# GOAL
Set down each line of the data below exactly as it stands, dropping the pictures.

# EXERCISE DATA
--
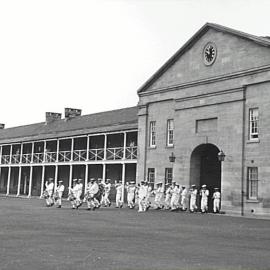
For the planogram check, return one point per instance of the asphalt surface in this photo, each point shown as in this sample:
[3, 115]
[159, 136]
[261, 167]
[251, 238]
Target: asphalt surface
[35, 237]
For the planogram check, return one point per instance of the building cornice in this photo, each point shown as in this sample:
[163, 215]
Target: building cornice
[215, 79]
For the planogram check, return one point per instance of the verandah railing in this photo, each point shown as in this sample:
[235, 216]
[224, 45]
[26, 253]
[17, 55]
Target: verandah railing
[115, 153]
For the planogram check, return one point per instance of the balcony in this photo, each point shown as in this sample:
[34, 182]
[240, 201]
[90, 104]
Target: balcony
[38, 157]
[26, 158]
[115, 153]
[79, 155]
[15, 159]
[96, 154]
[5, 159]
[64, 156]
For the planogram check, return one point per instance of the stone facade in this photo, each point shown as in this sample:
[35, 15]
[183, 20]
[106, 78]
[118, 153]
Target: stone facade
[210, 106]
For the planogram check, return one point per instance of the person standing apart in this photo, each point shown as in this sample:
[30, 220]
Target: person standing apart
[216, 198]
[79, 193]
[175, 198]
[49, 190]
[59, 193]
[142, 192]
[148, 195]
[168, 195]
[204, 193]
[118, 198]
[72, 196]
[193, 199]
[131, 189]
[91, 193]
[184, 198]
[107, 190]
[159, 196]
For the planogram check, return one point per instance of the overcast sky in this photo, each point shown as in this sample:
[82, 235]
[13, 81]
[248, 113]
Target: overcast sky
[94, 55]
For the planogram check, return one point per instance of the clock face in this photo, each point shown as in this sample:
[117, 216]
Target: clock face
[209, 54]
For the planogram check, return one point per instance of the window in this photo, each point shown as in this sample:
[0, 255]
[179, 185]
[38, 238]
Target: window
[151, 176]
[253, 123]
[152, 133]
[170, 128]
[168, 175]
[252, 184]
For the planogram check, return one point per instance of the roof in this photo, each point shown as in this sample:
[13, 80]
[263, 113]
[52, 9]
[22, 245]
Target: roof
--
# RESULT OF THE EXERCISE
For the planogram check, return one point per instance of the asphalt surface in this photo, each point shown as in this sample:
[3, 115]
[159, 136]
[261, 167]
[251, 238]
Target: asphalt surface
[35, 237]
For the planogram check, return one point per instance of the building cornice in this photo, each point shown as in this sample:
[163, 215]
Target: building cornice
[215, 79]
For the planogram check, return one point per instance of the verandah railing in this photo, each point shown as in this sample:
[235, 216]
[224, 45]
[26, 253]
[17, 55]
Target: verandah railing
[115, 153]
For the planogram check, return one point per instance of the balcony in this photo, each point shown as in this sample:
[34, 182]
[240, 201]
[90, 104]
Target: balcony
[38, 157]
[26, 158]
[115, 153]
[79, 155]
[15, 159]
[96, 154]
[5, 159]
[64, 156]
For the planogram check, return one point per instance of the stone facade in this photo, each point shown as in this sample:
[35, 15]
[183, 20]
[106, 78]
[118, 153]
Target: stone facade
[210, 106]
For the planogram check, return one point per instance of the person standing apart in this photo, each point shown as in this sample:
[30, 220]
Target: person standing apart
[216, 198]
[79, 193]
[175, 198]
[49, 190]
[59, 193]
[142, 192]
[148, 195]
[168, 195]
[204, 193]
[118, 198]
[72, 196]
[193, 199]
[131, 189]
[91, 193]
[184, 198]
[107, 190]
[159, 196]
For the planogram check, return one point per instance of the overcast sky in this photo, each point shown as in this sample:
[82, 235]
[13, 81]
[248, 113]
Target: overcast sky
[94, 55]
For the planogram check, return one point per instance of the clock face in this photo, each point shown as in this sample:
[117, 216]
Target: clock face
[209, 54]
For the planogram check, return one point per instance of the window in this photo, each point shown as in this sample:
[0, 255]
[179, 185]
[38, 238]
Target: window
[151, 176]
[253, 123]
[152, 133]
[170, 128]
[168, 175]
[252, 184]
For the planogram check, return one point per instance of the roof in this photo, each point shown as in this sample:
[13, 80]
[263, 113]
[52, 9]
[22, 245]
Target: roof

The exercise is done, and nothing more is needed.